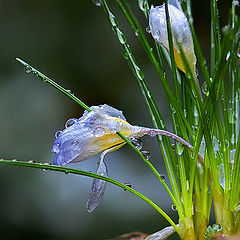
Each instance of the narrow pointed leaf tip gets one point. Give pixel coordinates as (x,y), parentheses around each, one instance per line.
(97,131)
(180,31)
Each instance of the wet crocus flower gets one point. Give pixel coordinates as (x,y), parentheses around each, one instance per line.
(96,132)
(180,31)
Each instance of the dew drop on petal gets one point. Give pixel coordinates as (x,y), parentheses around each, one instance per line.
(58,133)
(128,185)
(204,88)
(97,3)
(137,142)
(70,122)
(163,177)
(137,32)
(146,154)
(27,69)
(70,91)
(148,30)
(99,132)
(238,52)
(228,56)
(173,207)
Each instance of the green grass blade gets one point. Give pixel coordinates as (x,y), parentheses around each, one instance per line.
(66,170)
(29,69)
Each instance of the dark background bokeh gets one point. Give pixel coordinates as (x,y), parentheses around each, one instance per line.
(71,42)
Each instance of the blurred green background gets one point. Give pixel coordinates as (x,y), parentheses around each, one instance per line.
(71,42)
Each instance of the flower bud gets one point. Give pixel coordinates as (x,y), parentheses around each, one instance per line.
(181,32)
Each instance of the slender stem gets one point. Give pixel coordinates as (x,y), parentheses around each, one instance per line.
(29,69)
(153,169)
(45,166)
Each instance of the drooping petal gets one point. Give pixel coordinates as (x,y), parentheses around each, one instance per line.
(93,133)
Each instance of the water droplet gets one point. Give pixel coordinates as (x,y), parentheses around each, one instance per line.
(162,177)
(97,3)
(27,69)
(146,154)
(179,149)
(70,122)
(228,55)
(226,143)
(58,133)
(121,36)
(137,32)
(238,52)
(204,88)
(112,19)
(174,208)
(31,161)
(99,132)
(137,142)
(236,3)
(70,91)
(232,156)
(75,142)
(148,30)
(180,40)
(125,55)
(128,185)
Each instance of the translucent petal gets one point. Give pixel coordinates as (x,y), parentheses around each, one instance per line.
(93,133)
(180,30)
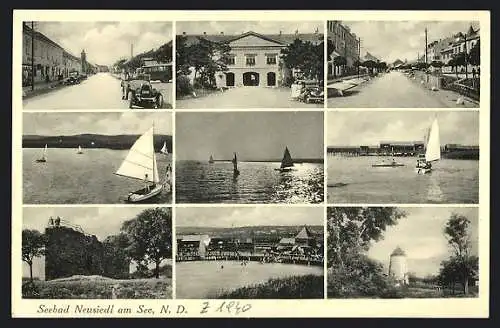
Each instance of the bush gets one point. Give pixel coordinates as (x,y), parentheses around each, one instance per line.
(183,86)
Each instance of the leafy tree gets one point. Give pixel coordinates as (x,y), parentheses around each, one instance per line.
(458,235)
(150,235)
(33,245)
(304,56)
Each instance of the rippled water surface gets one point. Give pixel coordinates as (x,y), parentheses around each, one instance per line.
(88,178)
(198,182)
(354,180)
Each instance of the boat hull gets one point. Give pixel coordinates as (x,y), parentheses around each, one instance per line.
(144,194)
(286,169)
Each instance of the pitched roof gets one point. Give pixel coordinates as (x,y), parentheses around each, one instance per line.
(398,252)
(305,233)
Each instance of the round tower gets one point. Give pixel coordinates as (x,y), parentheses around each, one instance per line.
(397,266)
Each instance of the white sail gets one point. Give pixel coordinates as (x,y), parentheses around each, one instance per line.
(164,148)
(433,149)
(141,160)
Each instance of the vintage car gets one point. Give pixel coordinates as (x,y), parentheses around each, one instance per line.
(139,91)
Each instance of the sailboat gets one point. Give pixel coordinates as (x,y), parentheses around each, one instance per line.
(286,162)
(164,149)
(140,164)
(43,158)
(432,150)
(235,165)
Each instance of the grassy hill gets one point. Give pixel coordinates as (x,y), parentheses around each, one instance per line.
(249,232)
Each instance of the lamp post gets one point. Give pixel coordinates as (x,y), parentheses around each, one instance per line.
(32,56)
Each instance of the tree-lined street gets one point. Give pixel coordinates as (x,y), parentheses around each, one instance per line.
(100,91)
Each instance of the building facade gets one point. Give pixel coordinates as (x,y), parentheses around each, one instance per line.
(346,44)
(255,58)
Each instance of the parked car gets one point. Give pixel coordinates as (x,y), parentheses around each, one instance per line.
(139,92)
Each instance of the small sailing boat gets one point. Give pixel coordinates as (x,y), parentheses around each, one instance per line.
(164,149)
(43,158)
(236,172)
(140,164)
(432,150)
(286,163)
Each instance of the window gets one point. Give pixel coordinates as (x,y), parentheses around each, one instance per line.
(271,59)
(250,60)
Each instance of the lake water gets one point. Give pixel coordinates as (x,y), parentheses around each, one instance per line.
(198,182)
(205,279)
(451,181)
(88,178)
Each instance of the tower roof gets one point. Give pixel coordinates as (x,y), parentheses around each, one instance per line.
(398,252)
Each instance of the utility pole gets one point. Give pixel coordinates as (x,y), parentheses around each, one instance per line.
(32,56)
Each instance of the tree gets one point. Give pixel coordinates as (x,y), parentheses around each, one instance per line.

• **Task item**
Please transcribe each entry exactly, but skip any picture it holds.

• **Output below**
Each instance of the narrow pointed leaf tip gets one point. Give pixel coordinates as (x,y), parentheses around each, one instance per line.
(97,131)
(180,31)
Each instance of the wet crocus flower gets one point. Give pixel coordinates as (x,y), parentheses around each, one instance per line.
(96,132)
(180,31)
Each instance of the dew drop on petal gets one point. Give pixel coordinates as (x,y), parentheses around each, one instance per line.
(58,133)
(128,185)
(204,88)
(97,3)
(137,142)
(70,122)
(163,177)
(137,32)
(146,154)
(27,69)
(70,91)
(148,30)
(99,132)
(238,52)
(228,56)
(173,207)
Each instance of the green grass blade gets one point. Give pixel coordinates as (x,y), parentheses around each, one instance per line.
(66,170)
(29,69)
Each instance of the dark background bokeh gets one point. Give pixel coordinates as (x,y), parentheses around each, one instance per line.
(71,42)
Each instance of the blurred green background gets one point. Give pixel coordinates as (x,y), parentheses around each, one instance per line.
(71,42)
Each instance of the flower bud gets one point. Give pixel coordinates as (x,y), parentheses around each, one instance per line.
(181,32)
Each instance of the slender stem gets one point. Give pixel coordinates as (x,y), parentheses around each, one instance per line.
(29,69)
(153,169)
(45,166)
Each instance of the drooping petal gets one point. Give pixel coordinates as (x,y), parentheses around each, one instance per line.
(93,133)
Each instance of the water droplet gets one point. Give pixel coordinates as (x,y), parentheses around each, one instance per line.
(162,177)
(97,3)
(27,69)
(146,154)
(179,149)
(70,122)
(228,55)
(226,143)
(58,133)
(121,36)
(137,32)
(238,52)
(204,88)
(112,19)
(174,208)
(31,161)
(99,132)
(137,142)
(236,3)
(70,91)
(232,156)
(75,142)
(148,30)
(180,40)
(125,55)
(128,185)
Each instance of the translucent petal gets one point. Give pixel coordinates as (x,y), parentheses around each, one instance per line.
(93,133)
(180,30)
Each instance of the bush gets one point. Give pixel coordinates as (x,y), parentheses around each, one instance per line.
(183,86)
Each instance of the leafy tree gets one point. Give pixel coordinates as (x,y), parentheses around each, one instance per line.
(458,235)
(150,235)
(33,245)
(304,56)
Each instance of the rippled water surface gets one point. Give pixel coordinates as (x,y), parentheses around each, one instance per line.
(88,178)
(198,182)
(354,180)
Each instance of the boat hull gets one point. Give pixel coordinates as (x,y), parentheses around each, one instance per line.
(144,194)
(286,169)
Each instance of the pitched roof gets one point. Give pixel coordinates as (x,y), parentheses around each, one instance per line.
(398,252)
(305,233)
Each instance of the round tower gets one point. Give pixel coordinates as (x,y), parentheses around each, one instance per line.
(397,266)
Each instance of the white sail gets one point. Give pixel coordinates as (x,y), parentheses around each, one instance per line.
(164,148)
(433,149)
(141,160)
Each instance of the vintage car gets one point. Give pixel coordinates as (x,y), parentheses around each, one instance per line.
(139,91)
Each instance of the sailboat gets one point. Give pixel coordinates as (x,y), parentheses around each, one instance per line.
(286,162)
(164,149)
(140,164)
(43,158)
(432,150)
(235,165)
Each instance of the grassy hill gets one point. Give pixel coordinates as (x,y), parentheses around each, one instance per line.
(249,232)
Each instance of the lamp post gets one point. Give pixel coordinates as (x,y), parentheses around each, one instance per line.
(32,56)
Each instance of the tree-lined street gets one point. Give pixel coordinates as (x,y), parentheses around each, one instance per line.
(100,91)
Each instance of the building facade gets one point. Give pixel coordinates as (x,y), parentheses around each, one instance per line.
(346,44)
(255,58)
Each instance of the parked car gets one point. Give pixel coordinates as (x,y), parentheses around each, one instance per line.
(139,92)
Each instance of the small sailing boat gets one point. Give pixel coordinates as (x,y), parentheses around each, one instance per line.
(164,149)
(43,158)
(236,172)
(140,164)
(432,150)
(286,163)
Each instance of the window gets one point. Give pixel coordinates as (x,y), parentheses around each, one instance per line.
(271,59)
(250,60)
Each instance of the lake water gets one point. Give pixel coordinates as (x,y), parentheses around each, one instance per line.
(198,182)
(205,279)
(451,181)
(88,178)
Each instance of the tower roof gets one point. Give pixel coordinates as (x,y), parentheses around each, one instance per line.
(398,252)
Each instance of the utility pole gets one point. Give pixel coordinates as (x,y), parentheses around each, one instance per line.
(32,56)
Each instance of the tree gets one point. Give pixel coordinates as (x,y), parentheses around each, one instance per line.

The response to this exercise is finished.